SUPPLIED PASSAGE |

Both hands on the wheel - just driving - as I should.

Then I see him. A guy in a Honda Accord, looking down at his phone, half of his car over the line in my lane, coming straight at me. Speed of closure is about 70 MPH. I lay on the horn as I swerve to my right and that snaps him out of his texting stupor and he weaves back to his side of the road, nearly going off the road on his side. We pass Port to Port as we should, and I try not to scream at the top of my lungs at the moron who could have killed me. Unpuckered now, and back on my way I continue, hoping he doesn't kill the next guy down the road.

I have a friend who is nearly exactly my age, who wasn't so lucky two years ago. He ended up going in a ditch and flipping his car to avoid someone who was fully in his lane, texting and paying no attention. He has been a paraplegic ever since. He can't feel anything below his chest, he has trouble maintaining the correct body temperature, he needs help just to cough, sometimes his blood pressure spikes or drops so low he gets dizzy. His life was irreparably altered by an idiot texting on a cell phone.

STORED DATA |
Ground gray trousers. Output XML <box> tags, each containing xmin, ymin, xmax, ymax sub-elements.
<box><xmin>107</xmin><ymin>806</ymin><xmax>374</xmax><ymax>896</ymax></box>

SHORT EXERCISE |
Please state what kind of car the texting driver was in, according to the driving passage.

EXERCISE RESPONSE |
A Honda Accord.